• Supplied records
------------------------------------------------------------------------

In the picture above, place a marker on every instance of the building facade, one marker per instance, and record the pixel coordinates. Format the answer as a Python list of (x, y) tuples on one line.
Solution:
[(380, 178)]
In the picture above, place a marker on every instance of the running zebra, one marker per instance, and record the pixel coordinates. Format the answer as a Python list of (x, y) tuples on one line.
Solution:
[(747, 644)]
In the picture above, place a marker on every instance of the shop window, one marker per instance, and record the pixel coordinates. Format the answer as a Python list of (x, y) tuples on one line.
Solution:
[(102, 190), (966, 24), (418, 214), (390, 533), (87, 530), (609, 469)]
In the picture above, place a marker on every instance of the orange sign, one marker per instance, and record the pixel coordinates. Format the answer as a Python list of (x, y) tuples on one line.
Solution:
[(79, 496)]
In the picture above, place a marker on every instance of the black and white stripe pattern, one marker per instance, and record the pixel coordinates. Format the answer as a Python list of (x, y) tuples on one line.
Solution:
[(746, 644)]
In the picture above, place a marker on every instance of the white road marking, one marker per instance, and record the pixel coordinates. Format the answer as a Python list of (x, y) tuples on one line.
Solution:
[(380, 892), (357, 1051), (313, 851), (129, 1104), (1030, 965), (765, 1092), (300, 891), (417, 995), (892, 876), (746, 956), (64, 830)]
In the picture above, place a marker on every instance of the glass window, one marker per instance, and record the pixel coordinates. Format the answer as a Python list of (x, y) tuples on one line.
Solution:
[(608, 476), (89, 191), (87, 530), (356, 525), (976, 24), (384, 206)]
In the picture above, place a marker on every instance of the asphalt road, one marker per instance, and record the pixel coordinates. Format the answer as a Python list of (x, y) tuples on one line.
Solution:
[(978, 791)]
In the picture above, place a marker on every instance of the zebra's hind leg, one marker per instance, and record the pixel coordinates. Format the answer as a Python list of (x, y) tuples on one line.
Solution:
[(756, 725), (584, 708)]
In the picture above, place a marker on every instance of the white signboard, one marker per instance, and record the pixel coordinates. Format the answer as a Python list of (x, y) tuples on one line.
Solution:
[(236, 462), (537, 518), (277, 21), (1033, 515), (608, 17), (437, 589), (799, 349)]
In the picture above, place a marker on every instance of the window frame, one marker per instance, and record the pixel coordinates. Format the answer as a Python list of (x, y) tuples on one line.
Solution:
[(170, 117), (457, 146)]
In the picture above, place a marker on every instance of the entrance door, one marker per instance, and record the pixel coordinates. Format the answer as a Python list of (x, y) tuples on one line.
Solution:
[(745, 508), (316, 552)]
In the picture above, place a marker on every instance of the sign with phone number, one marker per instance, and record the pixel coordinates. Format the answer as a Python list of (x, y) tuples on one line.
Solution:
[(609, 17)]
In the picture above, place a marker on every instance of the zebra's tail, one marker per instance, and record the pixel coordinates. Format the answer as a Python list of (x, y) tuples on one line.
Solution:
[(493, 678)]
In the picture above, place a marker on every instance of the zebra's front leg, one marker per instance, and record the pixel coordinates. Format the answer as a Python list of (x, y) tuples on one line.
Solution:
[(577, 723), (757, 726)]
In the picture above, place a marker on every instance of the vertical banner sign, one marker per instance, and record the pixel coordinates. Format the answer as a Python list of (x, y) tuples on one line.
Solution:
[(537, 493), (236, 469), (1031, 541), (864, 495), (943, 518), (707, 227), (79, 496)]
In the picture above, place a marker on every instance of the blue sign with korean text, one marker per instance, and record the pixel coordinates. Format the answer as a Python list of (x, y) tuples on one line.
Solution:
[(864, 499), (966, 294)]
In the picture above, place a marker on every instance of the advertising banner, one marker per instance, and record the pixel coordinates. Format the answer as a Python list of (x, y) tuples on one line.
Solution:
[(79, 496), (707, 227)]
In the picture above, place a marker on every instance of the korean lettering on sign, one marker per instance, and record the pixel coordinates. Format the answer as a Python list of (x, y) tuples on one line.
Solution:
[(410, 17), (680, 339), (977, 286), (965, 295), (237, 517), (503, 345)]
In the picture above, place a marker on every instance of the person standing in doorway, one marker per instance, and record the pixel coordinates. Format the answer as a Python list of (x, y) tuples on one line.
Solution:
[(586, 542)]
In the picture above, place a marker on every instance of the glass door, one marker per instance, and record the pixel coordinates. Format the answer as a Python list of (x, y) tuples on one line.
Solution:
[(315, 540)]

------------------------------------------------------------------------

Copy every one of the rows above word for word, leaving nothing out and changing nothing.

• Answer below
In the picture above, place a marker on every instance of the building facade, one marker per instance, and record the pixel coordinates. Format the answer as a Python list of (x, y) tuples on one line.
Solution:
[(380, 178)]
In the picture above, place a marker on every instance of the running zebra, one marker per instance, and record the pixel coordinates. Format the answer as a Python list of (x, y) tuples on one line.
Solution:
[(747, 644)]
In the picture above, place a marker on every instance of the shop window, one marker per instance, and record the pixel coordinates. Format the answer as a Python list of (x, y) tuples on one line.
Solution:
[(102, 190), (966, 24), (418, 214), (390, 533), (87, 530), (609, 469)]
In the picture above, place a marker on every instance of the orange sign, one marker per instance, and record the pixel coordinates. Format the answer as a Python list of (x, y) tuples on one line.
Solution:
[(79, 496)]
In the picture above, place a marker on every instance of the black and white stripe pattern, one marker per instance, and record the pixel coordinates. Format the answer as a Python list of (x, y) tuples on one line.
Solution:
[(746, 644)]
In the picture above, place a marker on every instance of the white road marking, one marker per instance, and record the pixel coordinates. Format the answer as a Python list of (x, y) tuples on one line.
Solution:
[(380, 892), (357, 1051), (313, 851), (129, 1104), (1030, 965), (765, 1092), (300, 891), (417, 995), (892, 876), (746, 956), (64, 830)]
In the picture above, place a marker on every instance of the glass window, one marker per instance, and record the pixel coordinates. Format the answer as a Python list of (x, y) tuples on one line.
Solution:
[(608, 476), (89, 191), (87, 530), (356, 525), (976, 24), (384, 206)]
In the picture above, place a marker on every instance of the asphalt road, one marker per instance, and record the pixel coordinates. Format the answer as a Python list of (x, y) tuples on one line.
Solution:
[(978, 791)]
In the picture above, place a marker on every instance of the zebra's hind leg, one marker per instance, and record the pixel coordinates. Format the answer as a Python list of (x, y) tuples on one line.
Solution:
[(756, 725), (584, 708)]
In the picture above, place a marker on every instance of the white signboard, one marker per instance, and record the pixel coordinates. Format the answer as a Python list of (x, y) tuples on one line.
Solution:
[(236, 462), (537, 518), (277, 21), (1033, 515), (608, 17), (437, 589), (799, 349)]
In the picture above, place a marker on every instance of the window frame, one marker per instance, and record the pixel coordinates. Format the answer as a Python list of (x, y) tuples on one line.
Solution:
[(170, 117), (457, 146)]
In the picture above, place a marker on every instance of the entrance door, one marker per instance, and record the pixel coordinates. Format the answer as a Python list of (x, y) tuples on one line.
Solution:
[(745, 508), (316, 552)]
In the picture above, place a marker on every instance of the sign with phone number, one marker per instance, and record the pixel coordinates. Format the answer as a Python list of (x, y) tuples on one line.
Solution:
[(609, 17)]
In the picture above, place a marker on every instance of the zebra's tail, one marker per instance, and record the pixel coordinates. Format the answer as a Python list of (x, y) tuples on one line.
Solution:
[(493, 678)]
In the picture above, place a marker on every instance of the zebra's front leg, one marker per instance, and record the pixel coordinates. Format the answer as a Python list of (x, y) tuples on one line.
Solution:
[(577, 723), (757, 726)]
In the picture above, place a marker on every instance of the vertical banner sign, one marker per instance, and record the pixel coordinates. Format the answer as a Python list of (x, y) tuples on one line.
Solution:
[(537, 493), (236, 469), (1031, 541), (864, 495), (943, 518), (707, 227), (79, 496)]
In the picture above, place a marker on every instance of the blue sign with korean text, one marker per instance, and record the pixel coordinates. Format the answer as a Python list of (x, y) tuples on one line.
Solution:
[(864, 499), (966, 294)]
In the picture above, place a marker on every instance of the advertising banner, one marker per instance, and record the pixel coordinates. Format the answer as a Python list of (x, y) tuples on one line.
Solution:
[(79, 496), (707, 227)]
In the picture above, place a marker on every instance of the korean lettering on sign, one marker per instance, and record the pixel coordinates. Format the answer as a Python list of (x, y) tuples on one line.
Solution:
[(410, 17), (680, 339), (977, 286), (965, 295), (237, 517), (503, 345)]
In the picture above, place a marker on every instance of the person standing in doorway, one marker per instance, and record the pixel coordinates. Format the answer as a Python list of (x, y) tuples on one line.
Solution:
[(586, 542)]
In the picture above, place a marker on every instance of the glass door, one marker per instance, and record the pixel coordinates. Format the answer as a Python list of (x, y) tuples on one line.
Solution:
[(315, 540)]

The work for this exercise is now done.